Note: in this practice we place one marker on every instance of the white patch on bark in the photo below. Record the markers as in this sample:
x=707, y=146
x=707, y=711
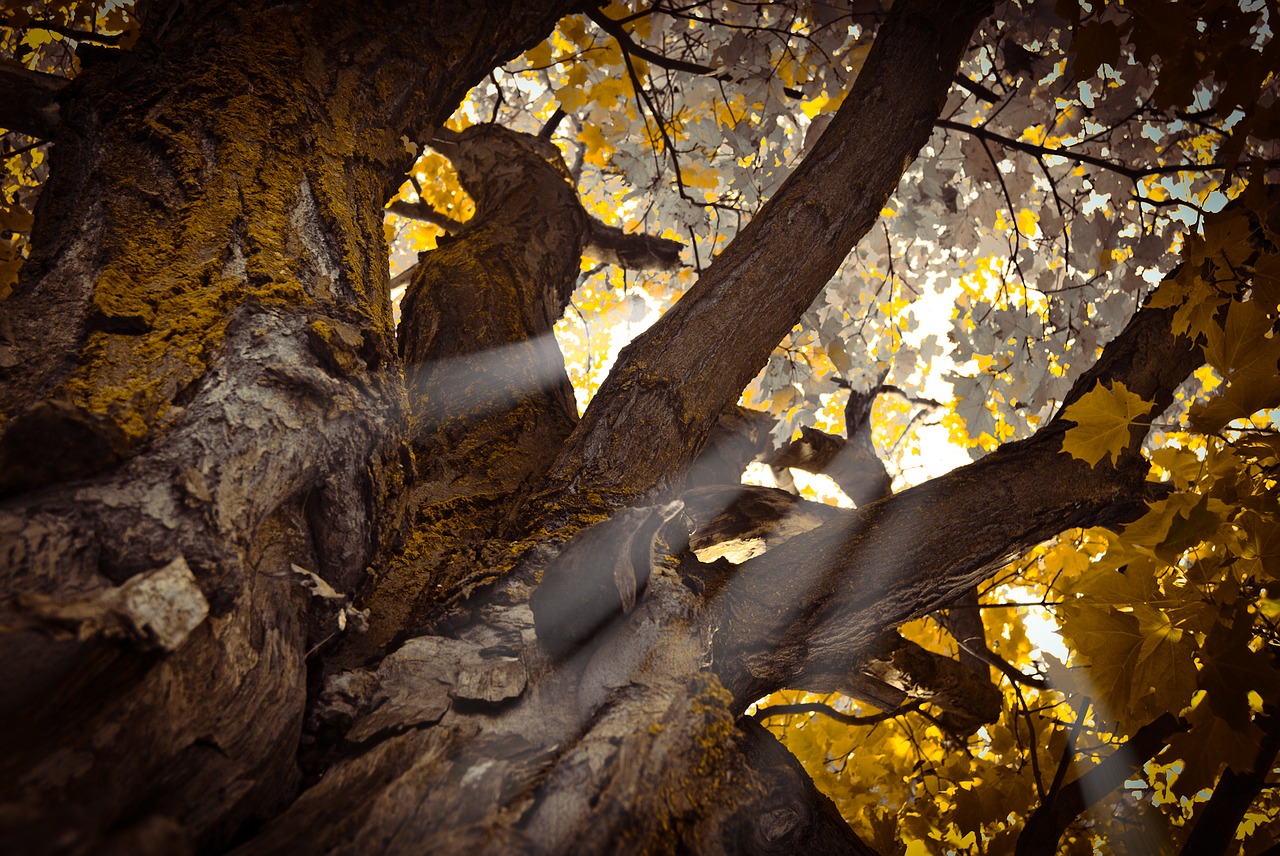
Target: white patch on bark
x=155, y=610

* _What you have to do_
Reproduce every line of the records above without any change, omitting the pictures.

* _Solution to the problem_
Note: in this practice we place one marker on every instance of the white patch on bark in the photo below. Record the markers as in this sample:
x=707, y=146
x=707, y=711
Target: white patch on bark
x=155, y=610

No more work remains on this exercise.